Other settings on professional
Can do reflective of film (positive and negative).
Up to 48 bit color
12800 DPI max
Histogram adjustments
Tone corrections
"image adjustment"
Unsharp Mask
Color restoration
Backlight Correction
Dust Removal
Digital Ice Technology
And a couple more under some settings. But these are the main ones.

The files you can save as are PDF, TIF, JPG, PCT.

You have a preview button and a scan button in most modes.

One issue I have had with other scanners in the past is the long lamp warm up time. The V600 will take around 6 seconds to warm up. Not long at all. It also has a back light on the lid that doesn’t seem to take time to warm up, if it does it is less than the bottom lamp so I don’t notice it.

The scanner comes with 2 trays which hold slides and negatives. One holds two 6 photo long negatives of 35mm film (or unmounted slide film) or this same tray holds 4 mounted slides when rotated. The scanner automatically recognizes which tray you are using. There is a second tray which holds 3 large format negatives. I’ve used all three holders positions and they work perfectly. You just put it in and the program does the rest. You don’t have to manually select the photo like with other scanners I have used.

I have also scanned a smaller format negative. I think it was called 110. I used this smaller film on my cheap camera my parents gave me long ago. I also found some in my grandfathers loose film that was also this size. The program does not automatically sense the smaller pictures so you have to manually select each photo individually. This is a pain but thankfully I have very few of these old strips of film that I wanted to archive.

If you are doing a 5 MB scan of a negative, it will take around 15 seconds. If you are doing the highest resolution, which produces a 40-100 MB file, it takes 5 minutes. If you have a large non-transparent photo and you want to scan it at the highest resolution the program gives you, it will take under a minute. So the scanner is fast for me. For $200 I’m happy.

A co-worker said I did not need to scan at the highest resolution. He mentioned something’s that went over my head. But I did a couple of tests and found that I indeed needed to use the highest settings.
I also saved some as Tif files as a test, they were saved as 1GB files. Ya, ouch.

For whatever reason it will not scan a medium sized picture at 9600x6400. It gives you an error message and tells you to reduce the resolution. Doesn’t affect the end product, it scans any photo at a higher resolution than what most people would need. I’ve always been able to see the grains before the pixels in these photos. I have been very happy with the family photos I have scanned. Mark Solo and Alan Leia as computer wallpaper anyone?

There were some professional comparisons out there I looked at before buying this. The articles compared this scanner with other scanners. One was a 600 dollar scanner and it did indeed have better color and better resolution. It isn’t worth it for my needs (an extra 400 or just a small improvement was not in my pocketbook).

One of the things that makes this scanner work well with negatives is the light on the lid. This light shines light down through the negative film (and slide film). This creates a much better scan than other flatbed scanners that don’t have this top light. It is a must have feature if you scan film. I have scanned slide film with a funky reflecting triangle “thingie”, but the pictures were not that good. So make sure your flatbed scanner has this light source up above if you scan film. If all you do is pictures, then you don’t need the top lamp.

· · · · · · ·

• **GIVEN INSTRUCTION**
According to the scanner review, why is scanning 110 film a pain? Answer in one to three sentences.

Dataset rows:
· · · · · · ·

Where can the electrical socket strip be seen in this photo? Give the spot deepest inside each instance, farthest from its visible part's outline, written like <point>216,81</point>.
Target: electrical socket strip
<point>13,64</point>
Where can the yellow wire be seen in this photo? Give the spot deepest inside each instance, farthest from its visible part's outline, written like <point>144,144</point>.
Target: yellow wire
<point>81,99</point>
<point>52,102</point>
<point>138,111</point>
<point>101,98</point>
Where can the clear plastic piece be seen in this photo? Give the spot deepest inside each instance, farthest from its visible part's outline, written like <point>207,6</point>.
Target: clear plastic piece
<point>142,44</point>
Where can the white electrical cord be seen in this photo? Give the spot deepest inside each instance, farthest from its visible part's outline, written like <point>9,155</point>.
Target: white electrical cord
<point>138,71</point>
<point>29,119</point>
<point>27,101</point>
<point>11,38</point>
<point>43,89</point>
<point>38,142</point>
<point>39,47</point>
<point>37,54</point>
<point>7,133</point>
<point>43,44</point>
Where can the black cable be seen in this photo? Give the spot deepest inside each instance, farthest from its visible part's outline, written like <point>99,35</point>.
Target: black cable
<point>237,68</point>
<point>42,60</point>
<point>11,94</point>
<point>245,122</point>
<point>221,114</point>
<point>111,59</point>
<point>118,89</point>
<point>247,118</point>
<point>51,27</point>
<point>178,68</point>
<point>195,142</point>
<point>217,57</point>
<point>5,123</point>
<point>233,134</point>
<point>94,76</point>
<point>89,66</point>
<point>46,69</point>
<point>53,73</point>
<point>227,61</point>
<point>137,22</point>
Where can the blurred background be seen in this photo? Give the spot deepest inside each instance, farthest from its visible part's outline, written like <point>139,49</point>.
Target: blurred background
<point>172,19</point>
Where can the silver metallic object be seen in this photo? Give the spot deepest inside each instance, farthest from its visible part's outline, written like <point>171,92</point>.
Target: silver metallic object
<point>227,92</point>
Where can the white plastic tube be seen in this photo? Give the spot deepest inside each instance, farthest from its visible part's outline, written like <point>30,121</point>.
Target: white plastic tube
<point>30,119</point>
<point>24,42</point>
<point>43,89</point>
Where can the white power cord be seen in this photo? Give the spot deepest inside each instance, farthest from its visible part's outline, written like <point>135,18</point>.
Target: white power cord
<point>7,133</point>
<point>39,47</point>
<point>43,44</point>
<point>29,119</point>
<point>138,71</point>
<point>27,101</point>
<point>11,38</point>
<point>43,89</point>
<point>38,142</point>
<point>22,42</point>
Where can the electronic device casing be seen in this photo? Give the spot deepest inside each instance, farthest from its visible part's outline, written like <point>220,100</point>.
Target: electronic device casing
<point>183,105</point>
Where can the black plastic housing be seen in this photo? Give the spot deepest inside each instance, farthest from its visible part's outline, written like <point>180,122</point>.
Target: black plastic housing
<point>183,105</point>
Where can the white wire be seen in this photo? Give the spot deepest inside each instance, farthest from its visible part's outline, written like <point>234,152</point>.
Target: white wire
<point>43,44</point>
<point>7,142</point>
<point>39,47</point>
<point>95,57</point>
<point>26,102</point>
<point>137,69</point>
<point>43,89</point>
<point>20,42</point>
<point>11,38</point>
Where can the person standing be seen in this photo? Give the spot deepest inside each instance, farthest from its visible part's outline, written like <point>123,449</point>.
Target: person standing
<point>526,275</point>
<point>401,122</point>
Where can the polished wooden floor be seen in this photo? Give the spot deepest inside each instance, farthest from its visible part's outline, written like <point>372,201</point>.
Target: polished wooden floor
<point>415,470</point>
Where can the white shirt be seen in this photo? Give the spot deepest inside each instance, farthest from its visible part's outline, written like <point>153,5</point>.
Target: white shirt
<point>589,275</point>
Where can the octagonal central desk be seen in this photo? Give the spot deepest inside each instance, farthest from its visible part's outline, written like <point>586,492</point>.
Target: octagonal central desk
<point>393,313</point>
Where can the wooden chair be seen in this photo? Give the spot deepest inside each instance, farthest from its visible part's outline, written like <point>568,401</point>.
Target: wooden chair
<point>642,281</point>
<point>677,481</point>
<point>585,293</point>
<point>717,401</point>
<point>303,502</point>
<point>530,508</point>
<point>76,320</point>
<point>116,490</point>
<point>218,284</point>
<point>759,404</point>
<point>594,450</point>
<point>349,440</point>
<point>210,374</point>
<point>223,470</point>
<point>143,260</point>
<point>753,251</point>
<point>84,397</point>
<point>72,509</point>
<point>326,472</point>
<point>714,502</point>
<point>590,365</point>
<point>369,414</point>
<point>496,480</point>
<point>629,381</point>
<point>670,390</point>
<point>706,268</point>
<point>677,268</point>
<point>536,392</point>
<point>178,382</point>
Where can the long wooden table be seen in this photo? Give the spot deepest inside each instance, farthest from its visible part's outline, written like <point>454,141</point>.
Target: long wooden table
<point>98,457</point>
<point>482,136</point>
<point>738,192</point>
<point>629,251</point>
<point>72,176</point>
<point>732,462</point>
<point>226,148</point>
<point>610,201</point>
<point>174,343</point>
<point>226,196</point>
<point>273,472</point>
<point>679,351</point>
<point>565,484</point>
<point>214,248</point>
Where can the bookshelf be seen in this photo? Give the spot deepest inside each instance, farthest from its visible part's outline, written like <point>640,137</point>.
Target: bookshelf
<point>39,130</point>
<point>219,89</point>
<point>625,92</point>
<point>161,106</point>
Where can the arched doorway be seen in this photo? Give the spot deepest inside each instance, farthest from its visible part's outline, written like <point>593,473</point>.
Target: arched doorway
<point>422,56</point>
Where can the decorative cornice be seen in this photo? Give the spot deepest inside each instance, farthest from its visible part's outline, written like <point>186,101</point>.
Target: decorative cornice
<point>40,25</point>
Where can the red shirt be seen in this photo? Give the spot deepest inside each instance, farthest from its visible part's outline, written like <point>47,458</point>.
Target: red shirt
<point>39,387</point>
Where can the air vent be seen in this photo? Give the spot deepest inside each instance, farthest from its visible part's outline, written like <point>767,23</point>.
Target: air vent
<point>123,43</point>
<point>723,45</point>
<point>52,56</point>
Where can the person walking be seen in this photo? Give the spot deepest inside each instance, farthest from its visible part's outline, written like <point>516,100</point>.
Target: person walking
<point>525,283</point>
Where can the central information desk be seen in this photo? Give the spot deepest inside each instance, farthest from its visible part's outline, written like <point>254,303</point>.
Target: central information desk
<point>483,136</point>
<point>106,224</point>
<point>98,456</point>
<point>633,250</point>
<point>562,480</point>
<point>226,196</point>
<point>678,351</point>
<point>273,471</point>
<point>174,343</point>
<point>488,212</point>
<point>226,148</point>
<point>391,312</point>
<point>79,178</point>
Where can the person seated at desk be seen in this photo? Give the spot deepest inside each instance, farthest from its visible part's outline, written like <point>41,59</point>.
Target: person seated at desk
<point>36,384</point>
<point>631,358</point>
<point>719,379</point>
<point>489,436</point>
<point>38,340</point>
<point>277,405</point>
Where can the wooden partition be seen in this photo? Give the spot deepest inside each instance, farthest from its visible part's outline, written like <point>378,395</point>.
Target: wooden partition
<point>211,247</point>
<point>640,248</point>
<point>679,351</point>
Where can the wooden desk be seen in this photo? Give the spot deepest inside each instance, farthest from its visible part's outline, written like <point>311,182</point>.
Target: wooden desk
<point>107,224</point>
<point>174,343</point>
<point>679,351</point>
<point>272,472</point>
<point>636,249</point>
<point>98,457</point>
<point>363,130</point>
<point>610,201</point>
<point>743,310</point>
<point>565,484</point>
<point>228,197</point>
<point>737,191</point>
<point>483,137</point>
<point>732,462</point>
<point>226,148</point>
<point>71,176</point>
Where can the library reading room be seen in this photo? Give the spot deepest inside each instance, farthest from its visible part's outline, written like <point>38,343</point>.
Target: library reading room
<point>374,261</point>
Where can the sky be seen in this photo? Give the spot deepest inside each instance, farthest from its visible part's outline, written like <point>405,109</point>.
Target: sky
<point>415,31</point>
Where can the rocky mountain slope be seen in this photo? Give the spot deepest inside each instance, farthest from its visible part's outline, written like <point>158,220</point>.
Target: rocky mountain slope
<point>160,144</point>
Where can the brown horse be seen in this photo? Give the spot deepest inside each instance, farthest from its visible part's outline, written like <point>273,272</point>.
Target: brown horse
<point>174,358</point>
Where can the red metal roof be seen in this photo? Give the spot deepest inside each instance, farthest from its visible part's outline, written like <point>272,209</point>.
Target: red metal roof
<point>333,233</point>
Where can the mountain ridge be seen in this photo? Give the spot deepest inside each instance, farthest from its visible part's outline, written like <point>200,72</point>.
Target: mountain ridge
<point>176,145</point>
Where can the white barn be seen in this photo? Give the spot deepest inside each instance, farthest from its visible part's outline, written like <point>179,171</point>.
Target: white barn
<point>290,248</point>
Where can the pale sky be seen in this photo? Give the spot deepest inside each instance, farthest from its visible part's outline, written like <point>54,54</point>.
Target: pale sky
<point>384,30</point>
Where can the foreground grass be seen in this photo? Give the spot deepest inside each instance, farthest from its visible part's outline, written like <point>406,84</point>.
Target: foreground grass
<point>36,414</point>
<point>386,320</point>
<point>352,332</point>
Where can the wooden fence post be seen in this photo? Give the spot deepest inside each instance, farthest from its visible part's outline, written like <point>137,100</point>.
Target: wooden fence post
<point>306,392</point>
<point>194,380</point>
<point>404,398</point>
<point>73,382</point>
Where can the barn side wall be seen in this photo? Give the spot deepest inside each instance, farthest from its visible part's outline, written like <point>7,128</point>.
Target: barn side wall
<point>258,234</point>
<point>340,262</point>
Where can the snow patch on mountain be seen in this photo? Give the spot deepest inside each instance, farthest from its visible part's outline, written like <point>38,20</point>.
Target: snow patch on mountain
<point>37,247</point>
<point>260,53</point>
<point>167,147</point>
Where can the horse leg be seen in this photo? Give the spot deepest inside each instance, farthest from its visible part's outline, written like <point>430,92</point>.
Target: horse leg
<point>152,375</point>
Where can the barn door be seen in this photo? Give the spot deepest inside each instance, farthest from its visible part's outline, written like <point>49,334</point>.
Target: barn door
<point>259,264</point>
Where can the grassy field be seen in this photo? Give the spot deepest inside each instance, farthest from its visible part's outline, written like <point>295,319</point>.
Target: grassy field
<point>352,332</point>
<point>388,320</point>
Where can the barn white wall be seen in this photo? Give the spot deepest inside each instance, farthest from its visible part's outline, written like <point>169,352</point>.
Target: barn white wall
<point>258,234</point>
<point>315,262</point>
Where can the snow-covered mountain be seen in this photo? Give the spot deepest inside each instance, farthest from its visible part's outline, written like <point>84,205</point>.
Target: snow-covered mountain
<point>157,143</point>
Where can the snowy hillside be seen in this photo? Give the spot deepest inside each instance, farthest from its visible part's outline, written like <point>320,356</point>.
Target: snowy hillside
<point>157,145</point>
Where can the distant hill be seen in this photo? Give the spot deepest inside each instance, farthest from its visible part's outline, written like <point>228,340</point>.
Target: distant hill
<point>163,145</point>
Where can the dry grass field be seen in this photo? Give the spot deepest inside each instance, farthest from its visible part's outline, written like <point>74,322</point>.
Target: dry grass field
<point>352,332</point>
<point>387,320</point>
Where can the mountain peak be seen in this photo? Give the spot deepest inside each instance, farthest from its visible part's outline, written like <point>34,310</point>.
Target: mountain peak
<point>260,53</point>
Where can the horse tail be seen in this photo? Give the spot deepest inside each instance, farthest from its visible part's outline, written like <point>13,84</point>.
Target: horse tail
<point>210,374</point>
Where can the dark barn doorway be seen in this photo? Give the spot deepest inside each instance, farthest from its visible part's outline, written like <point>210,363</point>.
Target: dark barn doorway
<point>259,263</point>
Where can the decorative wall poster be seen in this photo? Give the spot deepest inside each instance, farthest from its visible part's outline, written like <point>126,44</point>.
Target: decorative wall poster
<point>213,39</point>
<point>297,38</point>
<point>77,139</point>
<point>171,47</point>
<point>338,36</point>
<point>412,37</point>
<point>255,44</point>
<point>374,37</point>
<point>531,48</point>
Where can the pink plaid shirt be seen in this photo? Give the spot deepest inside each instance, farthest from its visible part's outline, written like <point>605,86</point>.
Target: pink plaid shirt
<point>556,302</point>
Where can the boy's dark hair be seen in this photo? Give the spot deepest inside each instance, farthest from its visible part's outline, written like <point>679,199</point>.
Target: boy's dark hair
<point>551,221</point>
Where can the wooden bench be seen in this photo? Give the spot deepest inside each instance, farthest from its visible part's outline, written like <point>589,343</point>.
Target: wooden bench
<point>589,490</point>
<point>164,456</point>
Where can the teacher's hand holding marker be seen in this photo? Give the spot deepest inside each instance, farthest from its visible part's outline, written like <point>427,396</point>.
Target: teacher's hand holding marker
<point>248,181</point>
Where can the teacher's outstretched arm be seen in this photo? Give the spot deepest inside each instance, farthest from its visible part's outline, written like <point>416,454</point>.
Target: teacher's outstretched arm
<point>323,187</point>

· · · · · · ·

• **THE COMPLETED TASK**
The program does not automatically sense the smaller 110 pictures. Because of that, each photo has to be selected manually, one at a time.